* Problem details
Can you resume the essay about the pandemic below, starting right after its final sentence?

* Document excerpt
____________________

These irrelevant little missives I’m creating are becoming harder and harder to write each day. Though they seem pretty dark, I admit, they are the product of a great deal of restraint. They aren’t nearly as dark as what I’m feeling.
We’re losing this battle.
Cheer the heroes. Look for the helpers as Mr. Rogers said, and there is no shortage of them. First responders, hospital personnel, CEO’s with the foresight to close their doors, Deep State supermen and women, all of who are committed to others at their own risk.
Millions of them.
They are trying to sop the ocean with a sponge.
A critical care physician of many years was being interviewed at the hospital he worked at in Italy. He said he was used to people being at that crossroads where their living or dying was strictly in his hands. He said the pressure was great but he always felt that he would make the difference. “This time I don’t think we are going to be enough.”
We are two weeks behind them, and we gave the virus a two month head start. Our spike is just beginning and already we are out of masks, swabs. We have never done comprehensive testing. We have not stayed home. We have not isolated. Our level of severity is easily predictable and inflicted from within.
We are seeing leaders, too. Governors, mayors that are rising up and taking control of the situation for the areas they can impact. But where it was really needed it was missing entirely. Trump’s incapacity to handle the burden of his job has been clearly revealed to all, and it is disastrous and tragic. We aren’t flattening the curve because people think he’s the guy to listen to, and he isn’t.
He really isn’t. The press is not the enemy and there is no new magic cure, even if the President “…feel(s) good about it”. Dr. Fauci corrected him in real time as he took the podium in today’s presser. Repeatedly, in fact. He is a hero, undoubtedly soon to be a martyr. I will remember him fondly. How he tried, how he tried.
I am isolating right now. My job has made my available time off greater and more accessible, and for that I am grateful. The irony to it is that after I avoid this exponential growth stage that we are currently just beginning, I will walk out into the peak, the place Italy finds itself right now. It’s all jousting with windmills, and though it will be just as futile, it will be just as noble. In the fight is the glory!

____________________

[Region descriptions in natural language]
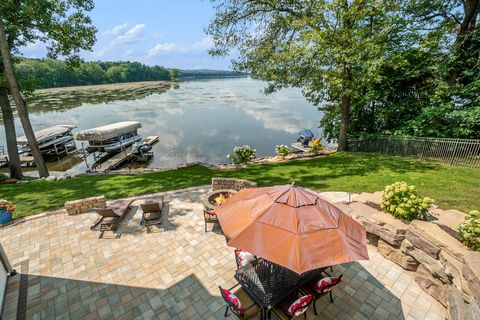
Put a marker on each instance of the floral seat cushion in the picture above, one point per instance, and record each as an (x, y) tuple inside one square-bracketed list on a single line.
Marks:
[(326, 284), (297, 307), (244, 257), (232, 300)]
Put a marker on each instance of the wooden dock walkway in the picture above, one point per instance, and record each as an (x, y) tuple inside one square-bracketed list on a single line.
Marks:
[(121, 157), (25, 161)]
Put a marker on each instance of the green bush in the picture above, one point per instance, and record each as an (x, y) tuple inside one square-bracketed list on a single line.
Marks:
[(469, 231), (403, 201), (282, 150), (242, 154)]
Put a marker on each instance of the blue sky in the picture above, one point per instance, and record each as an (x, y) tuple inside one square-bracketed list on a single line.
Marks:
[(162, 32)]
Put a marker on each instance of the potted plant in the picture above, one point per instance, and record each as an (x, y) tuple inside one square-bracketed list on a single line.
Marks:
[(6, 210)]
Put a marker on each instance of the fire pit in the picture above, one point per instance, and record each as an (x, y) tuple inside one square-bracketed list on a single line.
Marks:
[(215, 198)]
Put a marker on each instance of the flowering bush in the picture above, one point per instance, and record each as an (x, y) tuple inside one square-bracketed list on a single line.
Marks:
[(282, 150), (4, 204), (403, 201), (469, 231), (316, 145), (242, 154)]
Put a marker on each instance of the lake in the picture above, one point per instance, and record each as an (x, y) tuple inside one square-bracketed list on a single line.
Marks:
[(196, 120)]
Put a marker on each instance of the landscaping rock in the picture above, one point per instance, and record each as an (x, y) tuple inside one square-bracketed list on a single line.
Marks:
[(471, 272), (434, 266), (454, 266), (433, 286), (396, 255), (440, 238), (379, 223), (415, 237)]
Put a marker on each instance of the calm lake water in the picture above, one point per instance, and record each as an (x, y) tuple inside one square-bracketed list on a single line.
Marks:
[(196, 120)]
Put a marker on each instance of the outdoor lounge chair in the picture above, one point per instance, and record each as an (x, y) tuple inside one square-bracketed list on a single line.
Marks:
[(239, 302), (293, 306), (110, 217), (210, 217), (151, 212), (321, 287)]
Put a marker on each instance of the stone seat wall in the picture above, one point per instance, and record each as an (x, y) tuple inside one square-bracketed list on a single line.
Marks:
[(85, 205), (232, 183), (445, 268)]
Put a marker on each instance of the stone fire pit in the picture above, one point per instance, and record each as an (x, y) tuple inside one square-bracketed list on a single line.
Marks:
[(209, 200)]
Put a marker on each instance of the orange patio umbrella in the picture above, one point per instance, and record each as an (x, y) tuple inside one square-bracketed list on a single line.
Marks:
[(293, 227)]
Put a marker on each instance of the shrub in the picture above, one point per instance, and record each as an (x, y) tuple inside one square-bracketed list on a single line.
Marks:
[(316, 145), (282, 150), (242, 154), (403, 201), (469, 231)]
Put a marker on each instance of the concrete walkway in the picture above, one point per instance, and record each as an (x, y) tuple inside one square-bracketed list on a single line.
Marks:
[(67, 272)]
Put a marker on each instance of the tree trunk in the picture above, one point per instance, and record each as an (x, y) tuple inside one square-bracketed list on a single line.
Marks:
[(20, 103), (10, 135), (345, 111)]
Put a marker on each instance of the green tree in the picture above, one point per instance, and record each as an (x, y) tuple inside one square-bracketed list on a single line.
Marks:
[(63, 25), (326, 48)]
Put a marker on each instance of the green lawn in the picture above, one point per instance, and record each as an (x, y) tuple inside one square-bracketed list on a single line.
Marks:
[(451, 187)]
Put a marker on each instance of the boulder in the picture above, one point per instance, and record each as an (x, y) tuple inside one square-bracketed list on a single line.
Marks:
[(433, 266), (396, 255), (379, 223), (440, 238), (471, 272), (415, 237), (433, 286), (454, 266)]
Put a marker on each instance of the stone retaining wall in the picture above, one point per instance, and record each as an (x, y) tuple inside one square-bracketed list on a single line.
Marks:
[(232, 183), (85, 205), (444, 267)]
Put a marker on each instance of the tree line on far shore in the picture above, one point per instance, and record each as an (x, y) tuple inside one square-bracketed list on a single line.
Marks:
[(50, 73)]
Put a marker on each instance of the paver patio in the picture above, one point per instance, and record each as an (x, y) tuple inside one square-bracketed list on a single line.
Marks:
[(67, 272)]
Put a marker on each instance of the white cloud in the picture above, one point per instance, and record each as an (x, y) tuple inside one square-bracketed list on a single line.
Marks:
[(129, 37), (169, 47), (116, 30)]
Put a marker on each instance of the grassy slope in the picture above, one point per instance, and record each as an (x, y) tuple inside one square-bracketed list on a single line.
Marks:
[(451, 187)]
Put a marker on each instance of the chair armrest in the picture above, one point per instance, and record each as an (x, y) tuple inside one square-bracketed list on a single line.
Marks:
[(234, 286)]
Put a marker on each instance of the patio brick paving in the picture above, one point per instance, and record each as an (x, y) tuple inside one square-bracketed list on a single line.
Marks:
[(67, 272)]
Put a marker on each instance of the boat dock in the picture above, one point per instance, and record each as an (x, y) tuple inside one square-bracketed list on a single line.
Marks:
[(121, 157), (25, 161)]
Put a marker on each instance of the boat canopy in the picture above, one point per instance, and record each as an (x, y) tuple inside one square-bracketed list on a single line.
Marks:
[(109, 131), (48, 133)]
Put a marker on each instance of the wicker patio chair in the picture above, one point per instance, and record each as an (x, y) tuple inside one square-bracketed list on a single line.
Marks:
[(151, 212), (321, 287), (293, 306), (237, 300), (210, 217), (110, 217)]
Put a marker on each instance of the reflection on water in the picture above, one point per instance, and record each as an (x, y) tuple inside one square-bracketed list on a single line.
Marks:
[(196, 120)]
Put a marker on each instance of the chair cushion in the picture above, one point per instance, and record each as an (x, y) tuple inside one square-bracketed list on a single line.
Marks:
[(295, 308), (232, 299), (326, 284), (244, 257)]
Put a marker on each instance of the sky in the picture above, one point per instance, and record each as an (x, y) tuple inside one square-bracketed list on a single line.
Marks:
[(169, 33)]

____________________

* Response
Or so I have read.
I’m not a hero. I’m a guy who’s aging and had a heart attack and I’m scared. Slowly people are starting to see what I have known for some time and been talking about here. Slowly they are seeing that nothing is going to stop this now, because we waited too long. The race is already won, and we are going to come in second. It would have been a great time to demonstrate that winning we had been promised, but that was not to be. Truth be told, it never was.
We lost the battle to the novel coronavirus in 2016. Because of the incompetent bully in the White House, people still aren’t isolating. People are still going to work, still interacting socially because they are following the lead of the President. If the call goes out to treat this as the emergency it is, he mitigates the message. He thinks his job is to maintain an unrealistic hope that this is just fake news, a non-event. Millions of masks are on the way, no problem! No one knows where they are coming from. We have plenty of respirators! No we don’t. He believes that he has to minimize this disaster in order to win in the fall, and his attempts to minimize the severity of what we are facing will kill people.
It may kill me.
Do what you can. Take it seriously. Protect yourself any way you can, because right now you are on your own. The cavalry isn’t coming. Custer is leading the charge, and that has never worked out well.